*INSTRUCTION*
Copy the records below word for word, from their first line through the line that contains "(307, 124), (454, 289)", inclusive.

### MATERIAL SUPPLIED

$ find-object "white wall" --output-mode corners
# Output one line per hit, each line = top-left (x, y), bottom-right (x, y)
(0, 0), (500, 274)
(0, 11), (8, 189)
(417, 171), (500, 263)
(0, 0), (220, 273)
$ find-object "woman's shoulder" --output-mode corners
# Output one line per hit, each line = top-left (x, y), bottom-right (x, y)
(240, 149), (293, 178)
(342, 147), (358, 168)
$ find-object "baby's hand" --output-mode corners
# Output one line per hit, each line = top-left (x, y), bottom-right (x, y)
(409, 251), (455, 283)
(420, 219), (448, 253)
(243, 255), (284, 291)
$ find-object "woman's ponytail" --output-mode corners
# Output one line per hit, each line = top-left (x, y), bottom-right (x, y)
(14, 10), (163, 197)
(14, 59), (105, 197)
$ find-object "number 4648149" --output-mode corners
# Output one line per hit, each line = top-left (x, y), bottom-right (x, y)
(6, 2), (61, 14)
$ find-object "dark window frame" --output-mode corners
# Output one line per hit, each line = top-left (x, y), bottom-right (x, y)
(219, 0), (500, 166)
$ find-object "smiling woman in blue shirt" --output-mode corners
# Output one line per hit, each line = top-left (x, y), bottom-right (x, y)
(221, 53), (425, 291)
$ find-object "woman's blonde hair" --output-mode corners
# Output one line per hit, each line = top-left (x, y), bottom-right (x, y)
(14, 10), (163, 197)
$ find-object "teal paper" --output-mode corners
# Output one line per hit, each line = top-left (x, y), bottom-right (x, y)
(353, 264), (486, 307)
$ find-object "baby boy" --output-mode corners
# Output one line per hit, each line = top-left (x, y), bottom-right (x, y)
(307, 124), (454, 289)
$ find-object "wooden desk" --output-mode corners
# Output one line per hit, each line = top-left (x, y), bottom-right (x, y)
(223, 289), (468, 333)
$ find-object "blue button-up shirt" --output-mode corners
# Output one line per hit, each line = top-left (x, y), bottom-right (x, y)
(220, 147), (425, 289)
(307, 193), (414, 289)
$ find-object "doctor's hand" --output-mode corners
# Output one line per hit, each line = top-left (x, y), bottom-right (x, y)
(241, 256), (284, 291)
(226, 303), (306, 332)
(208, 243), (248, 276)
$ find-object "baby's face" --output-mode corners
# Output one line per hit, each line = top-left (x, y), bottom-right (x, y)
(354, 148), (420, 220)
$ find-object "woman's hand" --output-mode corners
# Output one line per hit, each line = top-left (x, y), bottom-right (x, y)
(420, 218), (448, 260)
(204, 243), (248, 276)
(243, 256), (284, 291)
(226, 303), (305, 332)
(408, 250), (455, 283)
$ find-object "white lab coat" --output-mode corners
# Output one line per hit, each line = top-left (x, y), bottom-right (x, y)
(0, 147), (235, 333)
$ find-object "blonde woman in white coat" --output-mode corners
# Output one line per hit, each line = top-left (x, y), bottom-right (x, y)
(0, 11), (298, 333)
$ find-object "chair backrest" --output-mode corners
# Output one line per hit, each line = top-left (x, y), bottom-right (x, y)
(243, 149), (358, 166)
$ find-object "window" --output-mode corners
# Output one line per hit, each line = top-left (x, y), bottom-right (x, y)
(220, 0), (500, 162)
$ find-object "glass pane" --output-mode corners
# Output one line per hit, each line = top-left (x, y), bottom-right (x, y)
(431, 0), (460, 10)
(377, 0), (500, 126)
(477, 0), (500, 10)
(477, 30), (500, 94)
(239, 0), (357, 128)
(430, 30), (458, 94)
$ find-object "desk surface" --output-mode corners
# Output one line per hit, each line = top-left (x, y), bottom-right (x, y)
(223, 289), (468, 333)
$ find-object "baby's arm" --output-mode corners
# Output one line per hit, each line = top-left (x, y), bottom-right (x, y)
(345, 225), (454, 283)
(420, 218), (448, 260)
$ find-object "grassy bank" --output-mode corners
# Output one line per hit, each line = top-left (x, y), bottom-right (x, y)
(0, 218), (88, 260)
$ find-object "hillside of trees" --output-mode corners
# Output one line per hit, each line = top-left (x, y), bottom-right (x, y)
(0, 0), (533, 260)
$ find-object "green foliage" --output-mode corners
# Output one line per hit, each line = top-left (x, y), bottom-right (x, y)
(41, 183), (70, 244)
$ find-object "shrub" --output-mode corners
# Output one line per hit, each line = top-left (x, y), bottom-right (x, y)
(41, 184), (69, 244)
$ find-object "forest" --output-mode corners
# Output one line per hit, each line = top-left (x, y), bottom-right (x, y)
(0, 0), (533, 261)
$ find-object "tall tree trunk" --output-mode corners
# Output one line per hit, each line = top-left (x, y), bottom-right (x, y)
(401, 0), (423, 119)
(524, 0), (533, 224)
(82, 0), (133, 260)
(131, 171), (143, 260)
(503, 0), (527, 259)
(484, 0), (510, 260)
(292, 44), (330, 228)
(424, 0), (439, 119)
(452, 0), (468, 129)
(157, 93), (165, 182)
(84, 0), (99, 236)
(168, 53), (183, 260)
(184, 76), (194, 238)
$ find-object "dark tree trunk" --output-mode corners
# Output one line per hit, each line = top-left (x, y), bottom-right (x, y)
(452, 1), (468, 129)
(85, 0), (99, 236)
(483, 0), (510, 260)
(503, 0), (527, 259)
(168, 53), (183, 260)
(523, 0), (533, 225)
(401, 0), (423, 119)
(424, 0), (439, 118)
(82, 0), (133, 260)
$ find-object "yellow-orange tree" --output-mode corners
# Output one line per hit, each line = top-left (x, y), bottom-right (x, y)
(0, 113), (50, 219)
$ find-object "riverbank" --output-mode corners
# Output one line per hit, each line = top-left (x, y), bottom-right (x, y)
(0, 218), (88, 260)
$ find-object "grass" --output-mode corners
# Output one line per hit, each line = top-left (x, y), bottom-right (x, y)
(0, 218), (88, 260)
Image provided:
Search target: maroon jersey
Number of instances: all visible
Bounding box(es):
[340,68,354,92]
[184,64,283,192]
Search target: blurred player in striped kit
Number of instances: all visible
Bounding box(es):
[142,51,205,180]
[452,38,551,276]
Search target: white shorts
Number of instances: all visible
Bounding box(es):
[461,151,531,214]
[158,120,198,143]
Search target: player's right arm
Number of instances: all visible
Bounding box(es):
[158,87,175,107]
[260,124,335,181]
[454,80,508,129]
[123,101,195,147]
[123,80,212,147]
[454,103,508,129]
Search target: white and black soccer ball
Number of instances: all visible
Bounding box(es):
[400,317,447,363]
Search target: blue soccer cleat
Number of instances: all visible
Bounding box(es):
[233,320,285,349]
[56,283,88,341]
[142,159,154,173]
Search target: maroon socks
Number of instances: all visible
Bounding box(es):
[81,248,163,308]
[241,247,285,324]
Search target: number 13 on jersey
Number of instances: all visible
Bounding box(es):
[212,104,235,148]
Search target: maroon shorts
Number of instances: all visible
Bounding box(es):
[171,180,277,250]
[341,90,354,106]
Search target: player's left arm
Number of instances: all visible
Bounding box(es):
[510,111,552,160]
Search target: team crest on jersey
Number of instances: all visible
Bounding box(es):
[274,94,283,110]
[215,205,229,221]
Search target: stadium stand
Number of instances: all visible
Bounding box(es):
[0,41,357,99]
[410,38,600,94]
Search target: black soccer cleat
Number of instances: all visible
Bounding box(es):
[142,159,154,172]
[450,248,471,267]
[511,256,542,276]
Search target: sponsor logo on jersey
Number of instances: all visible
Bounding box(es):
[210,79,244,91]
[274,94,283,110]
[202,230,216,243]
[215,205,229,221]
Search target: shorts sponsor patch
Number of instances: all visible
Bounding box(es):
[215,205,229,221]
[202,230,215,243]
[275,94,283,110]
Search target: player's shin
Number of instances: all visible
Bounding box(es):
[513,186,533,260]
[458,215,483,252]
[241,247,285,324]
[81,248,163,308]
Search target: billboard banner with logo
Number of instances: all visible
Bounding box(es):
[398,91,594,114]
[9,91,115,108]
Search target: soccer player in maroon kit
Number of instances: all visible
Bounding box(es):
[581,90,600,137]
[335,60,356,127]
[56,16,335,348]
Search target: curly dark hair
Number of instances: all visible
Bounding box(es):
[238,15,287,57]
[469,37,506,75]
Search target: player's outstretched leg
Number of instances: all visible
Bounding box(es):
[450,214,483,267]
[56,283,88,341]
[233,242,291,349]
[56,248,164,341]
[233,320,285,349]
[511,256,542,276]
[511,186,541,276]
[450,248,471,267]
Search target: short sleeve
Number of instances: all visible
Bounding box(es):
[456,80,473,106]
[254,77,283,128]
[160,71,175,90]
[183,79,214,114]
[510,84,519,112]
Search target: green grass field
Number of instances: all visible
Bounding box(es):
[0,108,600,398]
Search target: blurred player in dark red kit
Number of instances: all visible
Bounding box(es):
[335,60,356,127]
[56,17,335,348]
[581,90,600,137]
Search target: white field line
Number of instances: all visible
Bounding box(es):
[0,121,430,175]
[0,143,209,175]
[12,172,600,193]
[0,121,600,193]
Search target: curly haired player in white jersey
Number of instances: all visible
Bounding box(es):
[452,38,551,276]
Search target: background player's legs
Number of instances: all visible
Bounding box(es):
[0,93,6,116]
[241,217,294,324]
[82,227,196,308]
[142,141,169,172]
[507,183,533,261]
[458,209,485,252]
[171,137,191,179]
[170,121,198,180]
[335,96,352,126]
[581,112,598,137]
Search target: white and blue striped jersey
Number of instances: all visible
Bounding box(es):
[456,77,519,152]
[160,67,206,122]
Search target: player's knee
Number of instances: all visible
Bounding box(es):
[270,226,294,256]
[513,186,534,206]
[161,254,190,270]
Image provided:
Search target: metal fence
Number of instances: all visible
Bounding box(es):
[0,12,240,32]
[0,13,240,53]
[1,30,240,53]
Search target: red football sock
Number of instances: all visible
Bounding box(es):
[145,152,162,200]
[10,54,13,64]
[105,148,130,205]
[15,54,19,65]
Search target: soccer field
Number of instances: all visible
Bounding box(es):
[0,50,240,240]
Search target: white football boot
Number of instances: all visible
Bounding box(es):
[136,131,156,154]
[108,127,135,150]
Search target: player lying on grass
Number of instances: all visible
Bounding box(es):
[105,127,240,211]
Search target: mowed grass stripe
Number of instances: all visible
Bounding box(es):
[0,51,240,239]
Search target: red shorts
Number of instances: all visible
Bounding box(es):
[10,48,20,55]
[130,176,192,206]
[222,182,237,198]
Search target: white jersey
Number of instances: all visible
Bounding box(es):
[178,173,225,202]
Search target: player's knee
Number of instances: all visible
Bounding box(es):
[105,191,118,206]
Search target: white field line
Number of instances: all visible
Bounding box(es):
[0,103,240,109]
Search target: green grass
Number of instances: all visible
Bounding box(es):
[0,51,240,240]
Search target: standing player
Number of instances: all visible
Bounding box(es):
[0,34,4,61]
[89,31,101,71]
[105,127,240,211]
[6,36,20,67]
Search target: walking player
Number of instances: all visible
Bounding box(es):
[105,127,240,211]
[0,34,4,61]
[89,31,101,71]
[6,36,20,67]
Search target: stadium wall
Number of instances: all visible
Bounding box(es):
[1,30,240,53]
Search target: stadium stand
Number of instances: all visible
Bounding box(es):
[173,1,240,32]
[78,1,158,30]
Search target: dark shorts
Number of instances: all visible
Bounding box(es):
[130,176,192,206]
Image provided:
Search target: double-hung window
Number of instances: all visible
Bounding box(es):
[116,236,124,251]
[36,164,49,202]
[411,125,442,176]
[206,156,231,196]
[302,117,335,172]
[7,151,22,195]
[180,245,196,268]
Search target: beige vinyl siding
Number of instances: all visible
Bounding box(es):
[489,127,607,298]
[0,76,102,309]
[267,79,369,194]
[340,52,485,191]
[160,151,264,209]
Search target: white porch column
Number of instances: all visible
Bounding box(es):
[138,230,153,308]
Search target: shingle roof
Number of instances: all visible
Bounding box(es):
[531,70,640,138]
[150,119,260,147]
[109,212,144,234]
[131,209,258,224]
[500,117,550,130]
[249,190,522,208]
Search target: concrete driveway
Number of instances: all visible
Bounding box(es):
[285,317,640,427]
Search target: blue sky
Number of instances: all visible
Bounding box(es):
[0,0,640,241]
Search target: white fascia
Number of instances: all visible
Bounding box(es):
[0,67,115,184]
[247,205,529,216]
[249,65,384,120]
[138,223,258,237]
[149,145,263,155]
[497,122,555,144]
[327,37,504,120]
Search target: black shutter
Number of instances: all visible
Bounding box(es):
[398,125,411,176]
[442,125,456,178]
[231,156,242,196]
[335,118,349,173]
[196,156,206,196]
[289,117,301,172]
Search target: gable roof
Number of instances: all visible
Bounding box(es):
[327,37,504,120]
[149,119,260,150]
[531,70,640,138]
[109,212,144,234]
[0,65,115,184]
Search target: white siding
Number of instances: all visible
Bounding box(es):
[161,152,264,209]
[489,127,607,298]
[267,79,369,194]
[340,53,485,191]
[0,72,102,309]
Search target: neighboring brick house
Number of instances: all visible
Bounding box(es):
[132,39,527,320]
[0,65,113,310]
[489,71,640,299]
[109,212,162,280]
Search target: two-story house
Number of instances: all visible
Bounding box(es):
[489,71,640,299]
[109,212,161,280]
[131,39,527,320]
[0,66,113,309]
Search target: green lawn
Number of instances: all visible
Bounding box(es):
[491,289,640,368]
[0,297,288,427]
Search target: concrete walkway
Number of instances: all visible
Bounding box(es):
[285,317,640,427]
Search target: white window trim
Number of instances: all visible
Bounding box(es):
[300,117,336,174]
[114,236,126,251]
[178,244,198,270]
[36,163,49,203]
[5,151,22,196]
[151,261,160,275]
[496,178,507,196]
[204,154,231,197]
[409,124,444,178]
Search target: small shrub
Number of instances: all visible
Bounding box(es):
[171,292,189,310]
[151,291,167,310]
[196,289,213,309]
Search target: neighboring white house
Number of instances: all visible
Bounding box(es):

######

*OUTPUT OF THE TASK*
$ find-object "white wall" --output-mode corners
# Output one line per hit, each line = top-left (x, y), bottom-right (x, y)
(0, 0), (500, 274)
(0, 11), (8, 189)
(417, 171), (500, 263)
(0, 0), (220, 273)
$ find-object "woman's shoulder" --output-mode corners
# Output one line per hit, each line = top-left (x, y), bottom-right (x, y)
(240, 149), (293, 178)
(342, 147), (358, 168)
$ find-object "baby's hand" --output-mode corners
# Output one line per hit, each line = top-left (x, y), bottom-right (x, y)
(409, 251), (455, 283)
(420, 219), (448, 253)
(243, 255), (284, 291)
$ find-object "woman's ponytail" --output-mode corners
# Output one line per hit, each line = top-left (x, y), bottom-right (x, y)
(14, 10), (163, 197)
(14, 59), (105, 197)
$ find-object "number 4648149" --output-mode corners
# Output one line per hit, each line = top-left (x, y), bottom-right (x, y)
(6, 2), (61, 14)
$ find-object "dark window frame" --output-mode corners
# Output one line per hit, each line = top-left (x, y), bottom-right (x, y)
(219, 0), (500, 166)
$ find-object "smiling woman in blue shirt" --output-mode corners
# Output one line per hit, each line = top-left (x, y), bottom-right (x, y)
(221, 53), (425, 291)
$ find-object "woman's blonde hair" --output-mode corners
# Output one line per hit, each line = top-left (x, y), bottom-right (x, y)
(14, 10), (163, 197)
$ find-object "teal paper" --output-mode corners
# Output one line per hit, each line = top-left (x, y), bottom-right (x, y)
(353, 264), (486, 307)
$ find-object "baby boy" --output-mode corners
# Output one line per hit, each line = top-left (x, y), bottom-right (x, y)
(307, 124), (454, 289)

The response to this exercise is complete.